++++ EXCERTO SELECIONADO

"Esta é a primeira vez que estão a aplicar a diretiva de proteção temporária, que eu sempre achei que devia ter sido adotada também em 2015", afirmou António Vitorino, em entrevista à agência Lusa.
"Só posso congratular-me com o facto de que tenha sido tomada esta decisão pelos Estados-membros e por Bruxelas porque a diretiva de proteção temporária destina-se exatamente a enfrentar este tipo de casos e de situações com que nos confrontamos neste momento na guerra na Ucrânia", disse o diretor da OIM.
Sobre se esta estreia irá abrir um precedente para os refugiados de futuras crises que queiram ser acolhidos por países da União Europeia (UE), Vitorino apenas admitiu esperar que a "eficácia [deste mecanismo] fique provada agora, na crise ucraniana".
"Não podemos especular" sobre o uso futuro desta diretiva de proteção temporária, referiu, acrescentando que o instrumento jurídico "foi concebido, desenhado, aprovado exatamente para situações deste tipo e, portanto, naturalmente, é um instrumento que os Estados-membros têm ao seu dispor".
A resposta da União Europeia ao fluxo de refugiados da Ucrânia desde o início da invasão russa, a 24 de fevereiro, tem mostrado diferenças em relação a outras vagas e crises migratórias, perante as quais Estados da UE decidiram construir muros, não autorizar desembarques nos portos ou, simplesmente, expulsar as pessoas para países terceiros.
"Cada crise é uma crise, tem a sua dinâmica, a sua realidade própria e nunca se pode extrapolar de uma crise para outra, porque o que é preciso é responder às necessidades mais urgentes das pessoas em cada caso", considerou António Vitorino.
Por outro lado, adiantou, "os países diretamente ligados à fronteira com a Ucrânia têm uma grande tradição histórica de partilha, de convívio" com os ucranianos.

++++++++
++++ DADOS RECOLHIDOS

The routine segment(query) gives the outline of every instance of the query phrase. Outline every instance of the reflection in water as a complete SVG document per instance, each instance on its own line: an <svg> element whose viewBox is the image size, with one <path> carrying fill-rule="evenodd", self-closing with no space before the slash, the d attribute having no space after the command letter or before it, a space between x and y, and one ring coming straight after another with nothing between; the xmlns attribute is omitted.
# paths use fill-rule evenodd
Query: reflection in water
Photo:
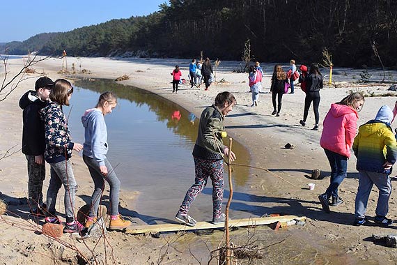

++++++++

# ENUNCIADO DA TAREFA
Reproduza na íntegra, sem qualquer alteração, o excerto sobre as declarações de António Vitorino acerca da diretiva de proteção temporária. Para isto, baseie-se exclusivamente no excerto.

# RESOLUÇÃO DA TAREFA
"Esta é a primeira vez que estão a aplicar a diretiva de proteção temporária, que eu sempre achei que devia ter sido adotada também em 2015", afirmou António Vitorino, em entrevista à agência Lusa.
"Só posso congratular-me com o facto de que tenha sido tomada esta decisão pelos Estados-membros e por Bruxelas porque a diretiva de proteção temporária destina-se exatamente a enfrentar este tipo de casos e de situações com que nos confrontamos neste momento na guerra na Ucrânia", disse o diretor da OIM.
Sobre se esta estreia irá abrir um precedente para os refugiados de futuras crises que queiram ser acolhidos por países da União Europeia (UE), Vitorino apenas admitiu esperar que a "eficácia [deste mecanismo] fique provada agora, na crise ucraniana".
"Não podemos especular" sobre o uso futuro desta diretiva de proteção temporária, referiu, acrescentando que o instrumento jurídico "foi concebido, desenhado, aprovado exatamente para situações deste tipo e, portanto, naturalmente, é um instrumento que os Estados-membros têm ao seu dispor".
A resposta da União Europeia ao fluxo de refugiados da Ucrânia desde o início da invasão russa, a 24 de fevereiro, tem mostrado diferenças em relação a outras vagas e crises migratórias, perante as quais Estados da UE decidiram construir muros, não autorizar desembarques nos portos ou, simplesmente, expulsar as pessoas para países terceiros.
"Cada crise é uma crise, tem a sua dinâmica, a sua realidade própria e nunca se pode extrapolar de uma crise para outra, porque o que é preciso é responder às necessidades mais urgentes das pessoas em cada caso", considerou António Vitorino.
Por outro lado, adiantou, "os países diretamente ligados à fronteira com a Ucrânia têm uma grande tradição histórica de partilha, de convívio" com os ucranianos.